#### Document passage

Petrography, petrology and tectonic implications of Mitre Island, northern Fiji Plateau Article

Jezek, PA, Bryan, WB, Haggerty, SE et al. (1977). Petrography, petrology and tectonic implications of Mitre Island, northern Fiji Plateau . MARINE GEOLOGY, 24(2), 123-148. 10.1016/0025-3227(77)90005-6

cited authors

  • Jezek, PA; Bryan, WB; Haggerty, SE; Johnson, HP

abstract

  • Mitre Island samples, Pliocene in age, can be classified together with Anuda samples, of unknown age, as island-arc basaltic andesites with tholeiitic tendencies. The presence of morphologically unusual iron-titanium oxides and of probably xenocrystic plagioclase suggest that at least part of the observed minerals crystallized in a magma chamber underlying the island. The samples apparently represent a mixture of magma fluid, cumulate plagioclase, pyroxene, and iron-titanium oxides which were ponded in a crater lava lake where they were reheated by subsequent eruptions. Many of them show symplectic magnetite formed by high-temperature oxidation of olivine. The morphological complexity and compositional homogeneity of the iron-titanium oxides cannot be explained at present. The presence of sulfide droplets inside olivine, magnetite and ilmenite crystals suggests a formation of an immiscible sulfide liquid in the magma chamber. Droplets of this liquid were overgrown by minerals crystallizing at that time and thus protected against oxidation during and after eruption. Mitre Island is a part of a currently inactive Vitiaz island arc associated in the past with a westward subduction of Pacific plate along the Vitiaz trench. Increased difficulty in subducting the large mass of the Pacific Border Plateau under the northern Fiji Plateau apparently produced counterclockwise rotation of the Vitiaz island arc. Oblique subduction was active until a steep angle was reached between the Vitiaz trench and the motion vector of the Pacific plate. Then a strike-slip fault developed in the Vitiaz trench and the subducted plate was sheared off. Recently the strike-slip zone migrated south from the Vitiaz trench across the northern Fiji Plateau and is presently extending from Aoba Island, in the New Hebrides, northeastward toward the Pacific Border Plateau. © 1977.

#### Goal
Give back the full Mitre Island article word for word. The listing plays no part in this.

#### Information shown
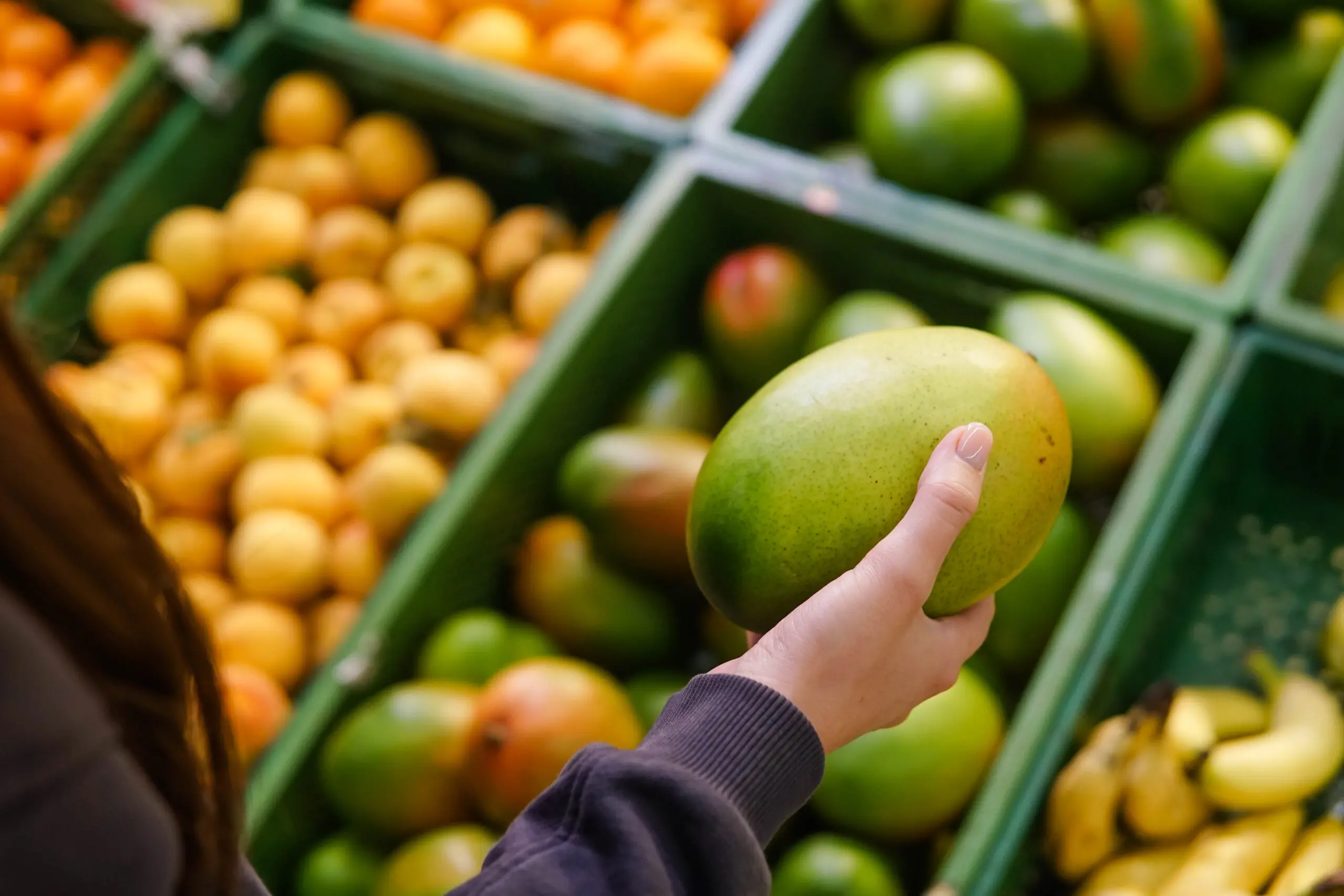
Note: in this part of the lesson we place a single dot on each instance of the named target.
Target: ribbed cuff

#### Result of this exercise
Petrography, petrology and tectonic implications of Mitre Island, northern Fiji Plateau Article

Jezek, PA, Bryan, WB, Haggerty, SE et al. (1977). Petrography, petrology and tectonic implications of Mitre Island, northern Fiji Plateau . MARINE GEOLOGY, 24(2), 123-148. 10.1016/0025-3227(77)90005-6

cited authors

  • Jezek, PA; Bryan, WB; Haggerty, SE; Johnson, HP

abstract

  • Mitre Island samples, Pliocene in age, can be classified together with Anuda samples, of unknown age, as island-arc basaltic andesites with tholeiitic tendencies. The presence of morphologically unusual iron-titanium oxides and of probably xenocrystic plagioclase suggest that at least part of the observed minerals crystallized in a magma chamber underlying the island. The samples apparently represent a mixture of magma fluid, cumulate plagioclase, pyroxene, and iron-titanium oxides which were ponded in a crater lava lake where they were reheated by subsequent eruptions. Many of them show symplectic magnetite formed by high-temperature oxidation of olivine. The morphological complexity and compositional homogeneity of the iron-titanium oxides cannot be explained at present. The presence of sulfide droplets inside olivine, magnetite and ilmenite crystals suggests a formation of an immiscible sulfide liquid in the magma chamber. Droplets of this liquid were overgrown by minerals crystallizing at that time and thus protected against oxidation during and after eruption. Mitre Island is a part of a currently inactive Vitiaz island arc associated in the past with a westward subduction of Pacific plate along the Vitiaz trench. Increased difficulty in subducting the large mass of the Pacific Border Plateau under the northern Fiji Plateau apparently produced counterclockwise rotation of the Vitiaz island arc. Oblique subduction was active until a steep angle was reached between the Vitiaz trench and the motion vector of the Pacific plate. Then a strike-slip fault developed in the Vitiaz trench and the subducted plate was sheared off. Recently the strike-slip zone migrated south from the Vitiaz trench across the northern Fiji Plateau and is presently extending from Aoba Island, in the New Hebrides, northeastward toward the Pacific Border Plateau. © 1977.